__GIVEN TEXT__

★ ★ ★ ★

Skip to content

codeanalyzer-ts

The codeanalyzer-ts backend analyzes TypeScript and TSX codebases and emits the canonical CLDK analysis.json: the same symbol-table and call-graph schema that Java and Python analyses produce. It is a standalone binary that plugs into the CLDK Python SDK.

codeanalyzer-ts uses ts-morph (the TypeScript compiler API) to parse and resolve a TypeScript project in a single pass. The same TypeChecker instance that builds the symbol table also resolves call targets, making the call-graph derivation cheap and precise.

flowchart LR
    A["TypeScript project<br/>+ tsconfig.json<br/>+ node_modules"] -->|materialize deps| B["npm install"]
    B -->|ts-morph Project| C["Parse &amp; resolve<br/>TypeChecker"]
    C -->|syntactic pass| D["Symbol Table<br/>Module/Class/Callable"]
    C -->|semantic pass| E["Call Graph<br/>tsc resolver + RTA"]
    D --> F["TSApplication"]
    E --> F
    F -->|analysis.json| G["Python SDK<br/>TypeScriptAnalysis"]

Before parsing, the analyzer ensures node_modules is present (via npm install) so the TypeChecker can resolve types. Omit this with --no-build if you have a prepared node_modules.

★ ★ ★ ★

__DATA SECTION__
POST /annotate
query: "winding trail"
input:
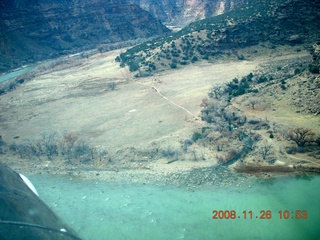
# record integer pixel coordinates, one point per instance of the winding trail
(167, 99)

★ ★ ★ ★

__AIM A__
Condense the paragraph of the codeanalyzer-ts page that begins "codeanalyzer-ts uses ts-morph" into two to four bullet points, keeping its main facts.
__AIM B__
Using the codeanalyzer-ts page above, answer these:
(i) What file does the backend emit?
(ii) Which library does codeanalyzer-ts use to parse and resolve a project?
(iii) Which option skips the npm install step?
__AIM C__
Resume the codeanalyzer-ts page with the material that would follow its last sentence.

__EXPECTED ANSWER A__
- codeanalyzer-ts relies on ts-morph, the TypeScript compiler API.
- It parses and resolves a TypeScript project in a single pass.
- One TypeChecker instance both builds the symbol table and resolves call targets.
- This makes deriving the call graph cheap and precise.

__EXPECTED ANSWER B__
(i) analysis.json
(ii) ts-morph
(iii) --no-build

__EXPECTED ANSWER C__
Walks the ts-morph AST and indexes all declarations (classes, methods, interfaces, enums, type aliases, namespaces, functions) into a flat symbol_table keyed by project-relative file paths.

  • Level 1 (default): ts-morph’s TypeChecker resolves each call site to its declared-type target (exact for static dispatch), plus RTA-style subtype expansion, polymorphic calls on interface/abstract receivers also emit edges to every instantiated concrete override. Provenance: tsc.
  • Level 2: CodeQL enrichment adds dynamic-dispatch and dataflow edges the checker cannot reach (currently stubbed; wired in src/semantic_analysis/codeql/).

Both maintain the no-dangling-edges invariant: every call-graph edge endpoint is a real Callable.signature.

  • bun ≥ 1.3, or Node ≥ 20
  • npm on PATH (to materialize dependencies)
Terminal window
cd codeanalyzer-ts
bun install
bun run build # → dist/codeanalyzer-typescript (standalone binary)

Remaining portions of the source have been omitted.